- GIVEN REQUEST
Give back all of the material below unchanged, with every line in its original wording and order.

- MATERIAL FOR THIS TASK

• • • • •

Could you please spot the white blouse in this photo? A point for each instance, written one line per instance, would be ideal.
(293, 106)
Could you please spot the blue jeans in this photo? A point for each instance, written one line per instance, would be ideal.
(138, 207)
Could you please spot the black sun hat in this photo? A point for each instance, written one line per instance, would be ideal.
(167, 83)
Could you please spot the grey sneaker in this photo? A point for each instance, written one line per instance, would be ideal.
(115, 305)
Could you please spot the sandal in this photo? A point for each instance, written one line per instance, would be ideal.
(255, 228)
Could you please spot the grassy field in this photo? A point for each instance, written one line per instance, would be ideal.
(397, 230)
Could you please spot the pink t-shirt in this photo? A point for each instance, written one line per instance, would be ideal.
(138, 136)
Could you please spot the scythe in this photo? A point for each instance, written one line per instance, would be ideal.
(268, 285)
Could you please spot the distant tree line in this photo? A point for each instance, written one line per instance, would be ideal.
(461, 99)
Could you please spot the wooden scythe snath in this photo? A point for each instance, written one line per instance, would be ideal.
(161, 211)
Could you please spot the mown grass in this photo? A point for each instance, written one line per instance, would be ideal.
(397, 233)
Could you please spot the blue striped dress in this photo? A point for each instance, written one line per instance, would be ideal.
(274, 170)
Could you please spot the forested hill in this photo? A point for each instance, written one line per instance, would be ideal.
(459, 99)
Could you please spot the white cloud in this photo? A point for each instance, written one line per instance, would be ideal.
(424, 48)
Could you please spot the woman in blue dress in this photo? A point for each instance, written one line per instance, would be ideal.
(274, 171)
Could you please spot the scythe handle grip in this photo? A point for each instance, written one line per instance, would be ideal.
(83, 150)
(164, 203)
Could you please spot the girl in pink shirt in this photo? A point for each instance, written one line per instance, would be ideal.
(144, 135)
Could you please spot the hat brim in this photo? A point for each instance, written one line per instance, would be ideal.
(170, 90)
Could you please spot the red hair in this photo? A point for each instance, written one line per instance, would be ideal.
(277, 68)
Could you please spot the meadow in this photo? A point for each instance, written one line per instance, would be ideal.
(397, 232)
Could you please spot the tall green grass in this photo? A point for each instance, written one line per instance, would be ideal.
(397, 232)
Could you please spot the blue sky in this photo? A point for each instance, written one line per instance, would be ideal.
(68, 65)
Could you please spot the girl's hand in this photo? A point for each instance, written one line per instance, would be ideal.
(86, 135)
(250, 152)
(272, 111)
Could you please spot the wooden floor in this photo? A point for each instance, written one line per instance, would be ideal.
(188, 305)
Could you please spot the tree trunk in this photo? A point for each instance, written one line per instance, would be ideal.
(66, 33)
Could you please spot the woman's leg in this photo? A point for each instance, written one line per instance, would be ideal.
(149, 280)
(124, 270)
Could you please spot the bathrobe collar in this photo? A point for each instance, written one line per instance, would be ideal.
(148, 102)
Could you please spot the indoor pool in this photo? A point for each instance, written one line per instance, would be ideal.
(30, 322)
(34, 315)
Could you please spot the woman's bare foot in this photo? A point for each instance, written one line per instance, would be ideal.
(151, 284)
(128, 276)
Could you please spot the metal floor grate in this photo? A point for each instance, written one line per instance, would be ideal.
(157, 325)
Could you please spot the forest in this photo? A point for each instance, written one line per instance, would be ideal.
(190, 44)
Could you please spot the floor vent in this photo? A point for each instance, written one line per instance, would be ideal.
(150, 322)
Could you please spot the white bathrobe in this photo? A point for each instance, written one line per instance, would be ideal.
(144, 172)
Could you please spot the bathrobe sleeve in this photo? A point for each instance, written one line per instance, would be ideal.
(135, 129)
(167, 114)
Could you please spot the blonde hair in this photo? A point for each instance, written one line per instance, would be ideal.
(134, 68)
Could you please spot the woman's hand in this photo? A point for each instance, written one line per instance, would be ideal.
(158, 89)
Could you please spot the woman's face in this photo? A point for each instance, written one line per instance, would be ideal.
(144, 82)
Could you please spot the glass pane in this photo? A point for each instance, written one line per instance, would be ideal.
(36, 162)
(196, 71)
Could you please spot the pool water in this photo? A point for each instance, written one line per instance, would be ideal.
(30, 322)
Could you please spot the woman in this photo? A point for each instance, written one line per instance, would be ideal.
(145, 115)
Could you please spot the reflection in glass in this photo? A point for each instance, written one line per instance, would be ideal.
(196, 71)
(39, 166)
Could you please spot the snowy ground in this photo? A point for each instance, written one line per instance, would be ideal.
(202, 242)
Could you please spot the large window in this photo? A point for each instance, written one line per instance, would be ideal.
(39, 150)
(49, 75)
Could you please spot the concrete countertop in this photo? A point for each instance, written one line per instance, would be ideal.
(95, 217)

• • • • •

- FINISHED ANSWER
Could you please spot the white blouse in this photo? A point for each instance, written one line per instance, would be ideal.
(293, 106)
Could you please spot the blue jeans in this photo? A point for each instance, written one line per instance, would be ideal.
(138, 207)
Could you please spot the black sun hat in this photo? A point for each instance, written one line per instance, would be ideal.
(167, 83)
Could you please spot the grey sneaker in this photo? A point for each instance, written one line per instance, would be ideal.
(115, 305)
Could you please spot the sandal in this photo? A point for each instance, written one line per instance, would be ideal.
(255, 228)
Could you please spot the grassy field in this photo? A point for each instance, written one line per instance, would be ideal.
(397, 230)
Could you please spot the pink t-shirt in this photo? A point for each instance, written one line per instance, would be ideal.
(138, 136)
Could you please spot the scythe in this photo? A point for each instance, written one line per instance, would be ideal.
(268, 285)
Could you please spot the distant tree line in this photo? A point for each instance, written one line per instance, would be ideal.
(461, 99)
Could you please spot the wooden scythe snath in this photo? A point for each instance, written one line per instance, would be ideal.
(161, 211)
Could you please spot the mown grass in this photo? A point for each instance, written one line per instance, would be ideal.
(397, 233)
Could you please spot the blue striped dress in this photo? A point for each instance, written one line per instance, would be ideal.
(274, 170)
Could you please spot the forested hill in this photo? A point for each instance, written one line per instance, would be ideal.
(459, 99)
Could you please spot the white cloud in this photo? A point for each instance, written one line per instance, would be ideal.
(424, 48)
Could you please spot the woman in blue dress in this photo? A point for each instance, written one line per instance, would be ideal.
(274, 171)
Could you please spot the scythe handle grip in this photo? A point for each instance, written one line per instance, would be ideal.
(83, 150)
(164, 203)
Could you please spot the girl in pink shirt in this photo? A point for each instance, written one line per instance, would be ideal.
(144, 135)
Could you please spot the hat brim in this photo? A point for each instance, written one line per instance, would be ideal.
(170, 90)
Could you please spot the red hair in this photo? A point for each instance, written one line per instance, would be ideal.
(277, 68)
Could you please spot the meadow in this photo? A point for each instance, written one line per instance, would be ideal.
(397, 232)
Could you please spot the tall green grass in this photo? A point for each instance, written one line per instance, would be ideal.
(397, 232)
Could you please spot the blue sky in this photo? A point for each instance, written one line per instance, would be ideal.
(68, 65)
Could you please spot the girl's hand in this photo? A point for each instance, written one line per instance, would be ideal.
(86, 135)
(250, 152)
(272, 111)
Could you please spot the wooden floor in this photo? A point for each instance, written one line per instance, would be ideal.
(188, 305)
Could you please spot the tree trunk in this photo? A point for each instance, written one line per instance, would be ideal.
(66, 33)
Could you please spot the woman's leg in this photo? A point for each instance, written one line per instance, would be ideal.
(149, 280)
(124, 270)
Could you please spot the bathrobe collar in this photo? A point for each instance, written one line per instance, would be ideal.
(148, 102)
Could you please spot the indoor pool in this photo? A point for each instance, written one line per instance, would be ideal.
(30, 322)
(34, 315)
Could you please spot the woman's bare foot in this photo? A point for each instance, written one line per instance, would be ideal.
(151, 284)
(128, 276)
Could you please spot the metal floor grate in this photo? A point for each instance, written one line per instance, would be ideal.
(157, 325)
Could you please spot the forest in this photo? A point for each instance, written one line per instance, would be ideal.
(190, 44)
Could you please spot the floor vent in this photo? A point for each instance, written one line per instance, would be ideal.
(150, 322)
Could you please spot the white bathrobe in this photo? A point for each instance, written one line per instance, would be ideal.
(144, 172)
Could you please spot the bathrobe sleeve in this photo? A point for each instance, written one line per instance, would be ideal.
(135, 129)
(167, 114)
Could you please spot the blonde hair in this photo? A point for each instance, written one line per instance, would be ideal.
(134, 68)
Could you please spot the woman's hand in this photo? A point for each instance, written one line per instance, would be ideal.
(158, 89)
Could you please spot the woman's face in this photo? A point for each instance, written one line per instance, would be ideal.
(144, 82)
Could you please spot the glass pane in this photo? A point for each instance, written one line per instance, would be ideal.
(36, 162)
(196, 71)
Could you please spot the pool water in this photo? A point for each instance, written one line per instance, would be ideal.
(30, 322)
Could you please spot the woman in this photo? A point for each instance, written one line per instance, would be ideal.
(145, 115)
Could you please spot the reflection in glass in this photo? A point for each instance, written one line per instance, would be ideal.
(196, 71)
(39, 166)
Could you please spot the snowy ground in this photo? A point for each instance, written one line per instance, would be ideal.
(202, 242)
Could you please spot the large window in this photo? A point for each instance, written one line per instance, would be ideal.
(39, 150)
(49, 75)
Could you please spot the concrete countertop in this photo? A point for each instance, written one line per instance, would be ideal.
(95, 217)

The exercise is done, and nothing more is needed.